(TEXT)
LEARN ABOUT THE CHALLENGE

It's time to showcase something you've learned this year. Use the engineering design process to brainstorm your educational topic, design your scratch project, code it, test it, refine it, and share it!

Videos

Brainstorm & Design

How will you teach others something new through your Scratch project? You could make a game, a quiz, an illustration, or an explainer ... there are lots of approaches to consider! Check out these ideas below.
Brainstorming Idea
Explainer

An "explainer" is an animation with explanations that grabs the viewers’ attention and dishes out information in a clear way. Sometimes these are hosted by a character - like you could have an animated robot that explains how LEDs work. How would you use an explainer to teach your topic? What would your animation look like? 

Brainstorming Idea
Tutorial

Tutorials teach by giving the user a step by step process to do - like the steps to make a paper airplane.  If you teach a topic using this method what would your steps be? Does this work for your project? Why or why not?

(AVAILABLE DATA)
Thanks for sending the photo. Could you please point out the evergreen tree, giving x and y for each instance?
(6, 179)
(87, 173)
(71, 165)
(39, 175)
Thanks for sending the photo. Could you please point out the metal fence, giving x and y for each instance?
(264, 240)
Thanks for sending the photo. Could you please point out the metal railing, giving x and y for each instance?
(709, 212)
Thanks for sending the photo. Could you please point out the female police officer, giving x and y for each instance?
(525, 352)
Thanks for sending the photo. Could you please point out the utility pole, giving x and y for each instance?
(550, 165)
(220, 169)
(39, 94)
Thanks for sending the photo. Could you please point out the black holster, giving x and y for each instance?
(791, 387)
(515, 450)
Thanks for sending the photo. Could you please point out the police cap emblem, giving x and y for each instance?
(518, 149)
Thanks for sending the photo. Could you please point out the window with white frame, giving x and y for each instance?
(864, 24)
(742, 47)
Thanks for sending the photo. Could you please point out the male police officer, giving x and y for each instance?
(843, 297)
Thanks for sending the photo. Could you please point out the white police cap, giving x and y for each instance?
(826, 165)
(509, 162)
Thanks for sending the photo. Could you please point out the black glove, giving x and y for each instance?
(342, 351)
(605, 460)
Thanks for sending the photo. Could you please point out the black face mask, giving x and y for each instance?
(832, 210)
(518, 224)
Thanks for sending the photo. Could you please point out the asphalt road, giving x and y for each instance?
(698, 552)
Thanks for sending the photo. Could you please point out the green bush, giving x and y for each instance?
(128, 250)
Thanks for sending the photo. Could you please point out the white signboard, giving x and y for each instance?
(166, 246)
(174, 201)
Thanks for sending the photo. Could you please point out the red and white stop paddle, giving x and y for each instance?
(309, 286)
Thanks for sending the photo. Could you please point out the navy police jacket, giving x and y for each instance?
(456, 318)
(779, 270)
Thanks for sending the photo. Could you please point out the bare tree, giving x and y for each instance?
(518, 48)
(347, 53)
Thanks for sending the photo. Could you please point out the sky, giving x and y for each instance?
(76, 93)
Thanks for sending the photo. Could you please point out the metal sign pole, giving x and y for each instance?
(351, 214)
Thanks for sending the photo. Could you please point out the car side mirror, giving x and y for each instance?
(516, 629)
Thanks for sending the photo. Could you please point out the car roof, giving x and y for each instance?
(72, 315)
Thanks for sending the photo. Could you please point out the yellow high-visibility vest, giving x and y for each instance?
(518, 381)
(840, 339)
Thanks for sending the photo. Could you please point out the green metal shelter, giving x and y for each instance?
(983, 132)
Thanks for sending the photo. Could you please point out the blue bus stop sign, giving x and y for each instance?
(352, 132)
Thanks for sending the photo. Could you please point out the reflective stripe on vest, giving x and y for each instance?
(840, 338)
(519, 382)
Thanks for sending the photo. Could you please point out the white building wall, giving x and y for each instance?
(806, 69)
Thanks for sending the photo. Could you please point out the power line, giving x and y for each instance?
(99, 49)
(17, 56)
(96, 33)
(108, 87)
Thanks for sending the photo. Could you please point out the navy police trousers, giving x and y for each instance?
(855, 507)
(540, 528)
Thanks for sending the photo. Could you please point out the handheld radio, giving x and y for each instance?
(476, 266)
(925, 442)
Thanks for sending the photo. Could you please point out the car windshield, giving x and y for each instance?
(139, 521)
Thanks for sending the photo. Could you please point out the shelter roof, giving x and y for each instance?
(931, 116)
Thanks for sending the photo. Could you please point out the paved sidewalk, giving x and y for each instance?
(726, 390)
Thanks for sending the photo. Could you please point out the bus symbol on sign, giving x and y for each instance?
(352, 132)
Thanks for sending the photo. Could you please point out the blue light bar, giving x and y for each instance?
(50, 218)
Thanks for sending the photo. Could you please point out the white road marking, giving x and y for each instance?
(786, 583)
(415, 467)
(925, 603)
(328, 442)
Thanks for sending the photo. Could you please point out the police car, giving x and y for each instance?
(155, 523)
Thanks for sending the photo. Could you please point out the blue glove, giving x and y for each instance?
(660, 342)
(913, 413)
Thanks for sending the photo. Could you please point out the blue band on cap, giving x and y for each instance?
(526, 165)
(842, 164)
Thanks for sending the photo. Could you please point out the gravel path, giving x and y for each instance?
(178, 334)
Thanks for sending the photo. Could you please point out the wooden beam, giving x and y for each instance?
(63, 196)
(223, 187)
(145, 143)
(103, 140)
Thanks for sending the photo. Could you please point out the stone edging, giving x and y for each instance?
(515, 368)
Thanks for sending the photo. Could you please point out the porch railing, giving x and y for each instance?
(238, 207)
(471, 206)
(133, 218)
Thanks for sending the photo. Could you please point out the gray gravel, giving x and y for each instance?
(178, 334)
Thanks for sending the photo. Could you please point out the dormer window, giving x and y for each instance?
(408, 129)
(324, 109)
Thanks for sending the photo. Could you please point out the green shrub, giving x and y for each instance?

(YOUR TASKS)
1. Multiply every x and y coordinate in the answers by 1.6, rounding to whole numbers with halves rounded up. Write out only the entries from the line with "edging, giving x and y for each instance?" up to and including the last line of the entries, with the requests kept unchanged.
2. Proceed with the text on the Scratch project challenge, starting after its final sentence.

(OUTPUTS BY TASK)
1.
Thanks for sending the photo. Could you please point out the stone edging, giving x and y for each instance?
(824, 589)
Thanks for sending the photo. Could you please point out the porch railing, giving x and y for each instance?
(381, 331)
(754, 330)
(213, 349)
Thanks for sending the photo. Could you please point out the gray gravel, giving x and y for each instance?
(285, 534)
Thanks for sending the photo. Could you please point out the dormer window, giving x and y for each instance?
(653, 206)
(518, 174)
Thanks for sending the photo. Could you please point out the green shrub, giving x and y for each instance?

2.
 

 

 

Brainstorming Idea
Simulation

Simulations teach through a virtual experience. For example, a flight simulator teaches users how to fly a plane by creating a replica of the controls and cockpit. Would a simulation work for your topic? If so, what would it be and how would it work?

 

 

Brainstorming Idea
Quiz

Quizzes use a question and answer method used to teach or review information. It tells the user how well they understand the topic. Would this be useful in your program? If so, what questions or problems would you use? 

 

 

 

Brainstorming Idea
Educational Game

Games teach subjects through play. Like how Angry Birds teaches users about projectile physics. Will your project be a game? If so, will it have winners or keep score? How will you successfully teach your topic through a game?

 

 

 

Brainstorming Idea
Combination

Many educational apps and programs use a combination of methods. For example, you might have an animation that explains something (explainer) followed by a quiz (drill and practice. What combo methods might work for you? 

 

 

Digital Tools

Let's get coding! Head over to Scratch and dive in.
Imagine, Program, Share

Scratch is a free programming language and online community supported by the Scratch Foundation. With Scratch, you can program your own interactive stories, games and animations using block code.

New to Scratch? These Scratch Tutorials will get you going!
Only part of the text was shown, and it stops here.